Point-per-instance localization data
-=-=-

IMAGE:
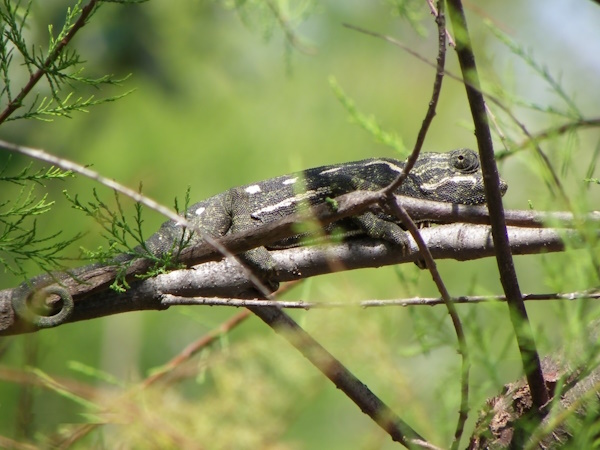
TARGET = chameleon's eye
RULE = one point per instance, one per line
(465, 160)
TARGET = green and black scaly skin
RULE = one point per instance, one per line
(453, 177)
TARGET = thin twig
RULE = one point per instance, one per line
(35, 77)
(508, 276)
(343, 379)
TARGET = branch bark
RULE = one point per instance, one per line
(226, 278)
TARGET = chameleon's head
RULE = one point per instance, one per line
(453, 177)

-=-=-

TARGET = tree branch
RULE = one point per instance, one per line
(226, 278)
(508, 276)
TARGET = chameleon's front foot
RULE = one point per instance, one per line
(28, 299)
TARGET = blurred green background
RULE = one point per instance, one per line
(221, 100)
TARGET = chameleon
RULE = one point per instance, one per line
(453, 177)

-=-=-

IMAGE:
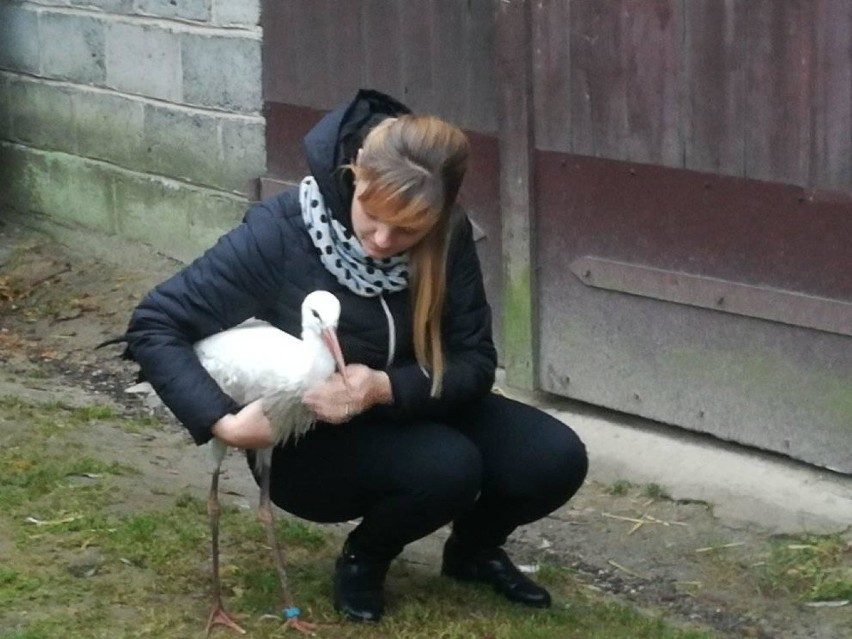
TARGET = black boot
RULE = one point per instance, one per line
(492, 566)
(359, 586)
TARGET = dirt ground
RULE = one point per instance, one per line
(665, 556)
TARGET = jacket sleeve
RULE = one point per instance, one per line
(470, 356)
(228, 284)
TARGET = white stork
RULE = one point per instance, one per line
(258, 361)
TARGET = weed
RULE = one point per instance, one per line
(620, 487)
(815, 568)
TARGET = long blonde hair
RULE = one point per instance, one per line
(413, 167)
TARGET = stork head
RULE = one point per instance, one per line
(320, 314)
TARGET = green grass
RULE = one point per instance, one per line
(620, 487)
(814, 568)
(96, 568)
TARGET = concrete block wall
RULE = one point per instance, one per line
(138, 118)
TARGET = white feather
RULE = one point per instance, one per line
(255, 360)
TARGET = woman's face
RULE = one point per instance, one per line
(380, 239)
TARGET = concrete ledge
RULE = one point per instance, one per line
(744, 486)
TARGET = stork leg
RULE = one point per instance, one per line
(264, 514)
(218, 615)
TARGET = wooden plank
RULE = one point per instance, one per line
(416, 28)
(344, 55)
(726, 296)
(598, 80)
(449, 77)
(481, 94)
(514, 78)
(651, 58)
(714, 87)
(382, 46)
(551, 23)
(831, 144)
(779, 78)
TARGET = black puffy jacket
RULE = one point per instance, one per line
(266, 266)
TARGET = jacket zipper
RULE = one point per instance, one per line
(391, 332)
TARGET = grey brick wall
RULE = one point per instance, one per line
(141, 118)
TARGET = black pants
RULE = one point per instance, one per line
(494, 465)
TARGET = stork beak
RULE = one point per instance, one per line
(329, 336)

-=-=-

▶ Work required: The answer is each line from the entries above in which the word "stork" occurs.

▶ Exercise answer:
TARGET = white stork
TARGET = stork head
TARGET = stork leg
TARGET = stork beak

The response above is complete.